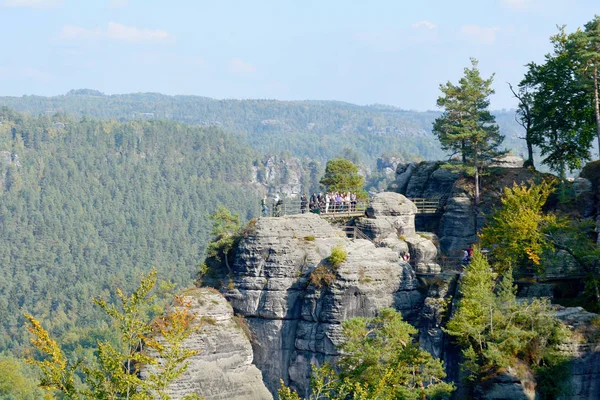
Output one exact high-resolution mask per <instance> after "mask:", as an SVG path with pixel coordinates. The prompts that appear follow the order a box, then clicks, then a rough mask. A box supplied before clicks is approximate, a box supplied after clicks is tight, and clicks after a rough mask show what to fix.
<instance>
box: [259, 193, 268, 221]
mask: <svg viewBox="0 0 600 400" xmlns="http://www.w3.org/2000/svg"><path fill="white" fill-rule="evenodd" d="M260 205H261V208H262V213H263V217H266V216H267V215H269V207H268V206H267V195H265V197H263V199H262V200H261V202H260Z"/></svg>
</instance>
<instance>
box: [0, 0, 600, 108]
mask: <svg viewBox="0 0 600 400" xmlns="http://www.w3.org/2000/svg"><path fill="white" fill-rule="evenodd" d="M594 14H600V2H599V1H598V0H421V1H416V0H411V1H408V0H404V1H402V0H388V1H383V0H381V1H377V0H370V1H364V0H363V1H358V0H345V1H337V0H320V1H316V0H315V1H313V0H303V1H287V0H285V1H284V0H280V1H266V0H264V1H262V0H254V1H249V0H246V1H241V0H240V1H227V0H213V1H202V0H197V1H184V0H171V1H168V2H167V1H160V0H62V1H61V0H0V52H1V55H0V95H15V96H20V95H23V94H38V95H57V94H64V93H65V92H67V91H68V90H70V89H74V88H92V89H98V90H100V91H102V92H105V93H107V94H113V93H130V92H161V93H165V94H193V95H200V96H208V97H214V98H270V99H281V100H304V99H317V100H342V101H347V102H351V103H356V104H372V103H381V104H391V105H395V106H398V107H402V108H405V109H417V110H426V109H436V107H435V101H436V98H437V97H438V95H439V90H438V86H439V84H440V83H442V82H445V81H448V80H451V81H456V80H458V79H459V78H460V76H461V74H462V69H463V68H464V67H465V66H467V65H468V64H469V57H476V58H478V59H479V61H480V69H481V70H482V73H483V74H484V75H485V76H487V75H489V74H491V73H493V72H495V73H496V78H495V88H496V95H494V96H493V97H492V107H493V108H494V109H501V108H511V107H514V106H515V101H514V100H513V99H512V97H511V95H510V92H509V91H508V89H507V86H506V83H505V82H507V81H510V82H512V83H518V81H519V80H520V79H521V77H522V75H523V73H524V70H525V68H524V67H523V65H524V64H526V63H527V62H530V61H541V60H542V59H543V55H544V54H545V53H547V52H548V51H550V49H551V48H550V45H549V41H548V38H549V36H550V35H552V34H554V33H555V32H556V25H557V24H567V27H568V28H567V29H568V30H569V31H570V30H574V29H576V28H577V27H579V26H582V25H583V24H584V23H585V22H587V21H589V20H591V19H592V18H593V16H594Z"/></svg>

» **Action item**:
All of the material above should be copied exactly, minus the pictures.

» **Response to this exercise**:
Output one exact high-resolution mask per <instance> after "mask:", as an SVG path with pixel coordinates. The prompts that appear follow the order a box, then clicks, then a rough mask. A box supplied before clicks is approximate, a box supplied after clicks is tight, and clicks after a rough mask show what to fix.
<instance>
box: [259, 193, 268, 221]
mask: <svg viewBox="0 0 600 400" xmlns="http://www.w3.org/2000/svg"><path fill="white" fill-rule="evenodd" d="M260 205H261V208H262V213H263V217H266V216H267V215H269V207H268V206H267V195H265V197H263V199H262V200H261V202H260Z"/></svg>
</instance>
<instance>
box: [0, 0, 600, 108]
mask: <svg viewBox="0 0 600 400" xmlns="http://www.w3.org/2000/svg"><path fill="white" fill-rule="evenodd" d="M594 14H600V2H599V1H598V0H421V1H416V0H411V1H408V0H404V1H402V0H388V1H383V0H381V1H377V0H370V1H364V0H363V1H358V0H345V1H337V0H320V1H316V0H315V1H313V0H303V1H287V0H285V1H284V0H280V1H266V0H264V1H262V0H254V1H249V0H246V1H241V0H240V1H227V0H213V1H202V0H197V1H184V0H171V1H168V2H167V1H160V0H62V1H61V0H0V52H1V55H0V95H15V96H20V95H23V94H38V95H57V94H64V93H65V92H67V91H68V90H70V89H74V88H92V89H98V90H100V91H102V92H105V93H107V94H113V93H130V92H161V93H165V94H193V95H200V96H208V97H214V98H270V99H281V100H304V99H317V100H342V101H347V102H351V103H356V104H372V103H381V104H391V105H395V106H398V107H402V108H405V109H417V110H426V109H436V107H435V101H436V98H437V97H438V95H439V90H438V86H439V84H440V83H442V82H445V81H448V80H451V81H456V80H458V79H459V78H460V76H461V74H462V69H463V68H464V67H465V66H467V65H468V64H469V57H476V58H478V59H479V61H480V69H481V70H482V73H483V74H484V75H485V76H487V75H489V74H491V73H493V72H495V73H496V78H495V88H496V95H494V96H493V97H492V107H493V108H494V109H501V108H511V107H514V106H515V101H514V100H513V99H512V97H511V95H510V92H509V91H508V89H507V86H506V83H505V82H507V81H510V82H512V83H518V81H519V80H520V79H521V77H522V75H523V73H524V70H525V68H524V67H523V65H524V64H526V63H527V62H530V61H541V60H542V59H543V55H544V54H545V53H547V52H548V51H550V49H551V48H550V45H549V41H548V38H549V36H550V35H552V34H554V33H555V32H556V25H557V24H567V27H568V28H567V29H568V30H569V31H570V30H574V29H576V28H577V27H579V26H582V25H583V24H584V23H585V22H587V21H589V20H591V19H592V18H593V16H594Z"/></svg>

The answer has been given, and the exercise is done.